**Aim of the exercise:** Read the entries that follow and give each one again precisely.

====== Available records

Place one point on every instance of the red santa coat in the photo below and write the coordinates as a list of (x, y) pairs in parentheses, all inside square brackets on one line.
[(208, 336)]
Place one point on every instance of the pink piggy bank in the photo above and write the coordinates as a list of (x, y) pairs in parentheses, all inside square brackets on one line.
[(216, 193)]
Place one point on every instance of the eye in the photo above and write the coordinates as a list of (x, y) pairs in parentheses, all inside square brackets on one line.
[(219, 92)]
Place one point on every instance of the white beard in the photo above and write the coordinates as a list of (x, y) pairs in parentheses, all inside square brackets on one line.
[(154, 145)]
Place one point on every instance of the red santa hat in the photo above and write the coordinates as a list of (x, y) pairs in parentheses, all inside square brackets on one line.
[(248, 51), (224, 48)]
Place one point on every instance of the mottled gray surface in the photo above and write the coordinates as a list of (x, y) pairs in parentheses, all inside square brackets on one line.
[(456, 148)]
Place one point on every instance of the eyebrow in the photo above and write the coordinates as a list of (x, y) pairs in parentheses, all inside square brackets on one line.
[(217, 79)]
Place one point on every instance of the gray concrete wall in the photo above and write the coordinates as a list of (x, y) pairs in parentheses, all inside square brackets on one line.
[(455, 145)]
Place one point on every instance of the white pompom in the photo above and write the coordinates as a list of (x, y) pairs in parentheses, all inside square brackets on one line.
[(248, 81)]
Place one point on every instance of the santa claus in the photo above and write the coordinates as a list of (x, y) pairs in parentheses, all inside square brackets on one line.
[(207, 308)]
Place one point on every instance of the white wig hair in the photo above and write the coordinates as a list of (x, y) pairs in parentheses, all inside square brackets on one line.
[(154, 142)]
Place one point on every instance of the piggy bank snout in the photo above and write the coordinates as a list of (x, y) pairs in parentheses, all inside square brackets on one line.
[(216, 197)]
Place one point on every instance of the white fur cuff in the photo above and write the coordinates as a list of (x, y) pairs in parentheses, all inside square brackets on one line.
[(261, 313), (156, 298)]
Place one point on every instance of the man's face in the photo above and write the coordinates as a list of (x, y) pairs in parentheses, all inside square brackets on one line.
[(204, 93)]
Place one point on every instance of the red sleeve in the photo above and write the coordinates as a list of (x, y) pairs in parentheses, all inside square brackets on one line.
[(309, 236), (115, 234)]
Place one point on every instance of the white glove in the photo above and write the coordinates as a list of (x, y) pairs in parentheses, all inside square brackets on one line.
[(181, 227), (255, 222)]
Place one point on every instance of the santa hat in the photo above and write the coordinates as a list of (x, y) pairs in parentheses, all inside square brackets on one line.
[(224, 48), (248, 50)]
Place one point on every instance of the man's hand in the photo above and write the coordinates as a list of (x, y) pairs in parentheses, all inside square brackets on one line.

============

**Response below:**
Place one point on every instance of the red santa coat in the photo below and write the coordinates as a list of (x, y) pairs in parentheses, all inside square brackets on one line.
[(208, 336)]
Place one point on every instance of the pink piggy bank in the photo above and write the coordinates as a list of (x, y) pairs in parentheses, all inside square brackets on one line.
[(216, 193)]
Place one point on every instance of the eye in the photo above and write the coordinates as a list of (x, y) pairs in parentheses, all inside square brackets on one line.
[(219, 92)]
Place one point on every instance of the white beard in the photo above and write the coordinates as a list of (x, y) pairs in parentheses, all inside square brackets on one line.
[(154, 145)]
Place one point on every instance of the red santa hat in the photo above and write the coordinates as a list of (x, y) pairs in parentheses, all inside square brackets on one line.
[(248, 51), (224, 48)]
Place one point on every instance of the mottled gray surface in the photo above and write the coordinates as a list of (x, y) pairs in parentheses, all inside square brackets on one line.
[(456, 148)]
Place one point on every instance of the eyebrow in the photo above and write the coordinates as a list of (x, y) pairs in parentheses, all inside square brackets on one line.
[(217, 79)]
Place one point on every instance of the gray concrete wall in the photo above and write the coordinates as a list of (x, y) pairs in parentheses, all inside square brackets on one line.
[(455, 145)]
Place one point on every instance of the white pompom in the photo above and write the coordinates as a list of (x, y) pairs in parentheses, all inside square brackets on one line.
[(248, 81)]
Place one point on every instance of the santa claus in the photo above and write the coordinates as a list of (x, y) pairs in parentheses, all inside square brackets on one line.
[(207, 308)]
Place one point on every instance of the white wig hair in the photo above and write the coordinates as a list of (x, y) pairs in parentheses, all inside square brackets on one line.
[(154, 142)]
Place one point on every instance of the piggy bank snout in the photo above and write the coordinates as a list of (x, y) pairs in parentheses, all inside square brackets on one line.
[(216, 197)]
Place one point on every instance of the white fur cuff in the photo above and write the coordinates as a list of (x, y) pairs in parentheses, all inside square brackets on one line.
[(261, 313), (156, 298)]
Place one point on every instance of the man's face in the photo above and write the coordinates as a list of (x, y) pairs in parentheses, all inside square brackets on one line.
[(204, 93)]
Place one point on every instance of the red sleeve in the photo above and write the coordinates as a list of (x, y) pairs in parentheses, all inside square brackets on one line.
[(309, 236), (115, 234)]
Place one point on every instance of the white glove in the photo above and write the coordinates as a list of (x, y) pairs in parentheses, all inside square brackets on one line.
[(181, 227), (255, 222)]
Place one point on every instance of the santa hat in the photo above and write the coordinates as a list of (x, y) pairs in parentheses, all inside square brackets on one line.
[(224, 48), (248, 50)]
Place one point on every instance of the man's hand in the photo above and write the coordinates as a list of (x, y) pairs in parentheses, all inside square brackets on one line.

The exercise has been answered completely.